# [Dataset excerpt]
-- START --
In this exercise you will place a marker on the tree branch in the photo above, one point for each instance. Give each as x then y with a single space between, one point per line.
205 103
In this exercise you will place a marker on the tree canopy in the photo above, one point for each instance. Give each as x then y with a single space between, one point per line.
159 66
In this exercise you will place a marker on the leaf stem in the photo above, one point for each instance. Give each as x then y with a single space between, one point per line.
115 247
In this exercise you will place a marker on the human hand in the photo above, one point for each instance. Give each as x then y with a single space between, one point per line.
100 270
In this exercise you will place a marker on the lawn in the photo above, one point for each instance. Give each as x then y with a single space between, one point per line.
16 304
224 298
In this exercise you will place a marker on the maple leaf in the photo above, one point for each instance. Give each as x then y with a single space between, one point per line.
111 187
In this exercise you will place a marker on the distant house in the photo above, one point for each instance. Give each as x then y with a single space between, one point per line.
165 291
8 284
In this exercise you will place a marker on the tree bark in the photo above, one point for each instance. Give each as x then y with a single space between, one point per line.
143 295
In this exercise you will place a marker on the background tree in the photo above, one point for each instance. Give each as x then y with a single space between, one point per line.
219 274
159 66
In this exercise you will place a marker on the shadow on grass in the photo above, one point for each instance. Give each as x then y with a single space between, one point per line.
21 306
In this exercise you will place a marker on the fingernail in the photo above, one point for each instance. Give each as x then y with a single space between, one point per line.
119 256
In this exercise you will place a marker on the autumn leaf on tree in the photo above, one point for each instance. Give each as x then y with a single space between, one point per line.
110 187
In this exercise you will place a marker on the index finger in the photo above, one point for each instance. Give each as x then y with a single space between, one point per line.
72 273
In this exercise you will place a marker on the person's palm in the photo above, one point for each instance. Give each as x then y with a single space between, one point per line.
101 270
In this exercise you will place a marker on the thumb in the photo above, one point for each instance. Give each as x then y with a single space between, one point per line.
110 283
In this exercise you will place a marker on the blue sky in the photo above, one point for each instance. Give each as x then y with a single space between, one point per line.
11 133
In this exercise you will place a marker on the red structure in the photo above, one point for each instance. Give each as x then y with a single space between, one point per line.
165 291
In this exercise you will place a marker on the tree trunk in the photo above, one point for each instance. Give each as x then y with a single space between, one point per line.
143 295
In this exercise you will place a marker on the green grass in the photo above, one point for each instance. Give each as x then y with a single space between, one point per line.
-- END --
Please recast the data, from the line containing "In this exercise you will place a marker on the person's" through the last line of the data, as a JSON list of strings, one string per line, leaving out any blank lines.

# [Response to this task]
[
  "In this exercise you will place a marker on the person's palm in the photo above, one point for each instance. Give each as x then y with a single space between, one point per line.",
  "101 270",
  "In this exercise you will place a marker on the thumb in the photo above, one point for each instance. Give each as x then y with a single space between, one point per line.",
  "110 283",
  "In this exercise you will place a marker on the blue sky in the photo above, one point for each instance. Give each as x then y with a single space between, one point per line.",
  "11 133",
  "In this exercise you will place a marker on the red structure in the photo above, one point for each instance. Give each as x then y with a single space between, one point per line.",
  "165 291",
  "In this exercise you will place a marker on the tree trunk in the photo above, one point for each instance. Give each as x then y with a single space between, one point per line.",
  "143 295",
  "In this exercise you will place a marker on the green grass in the photo above, one point for each instance. Give each as x then y with a single space between, one point per line."
]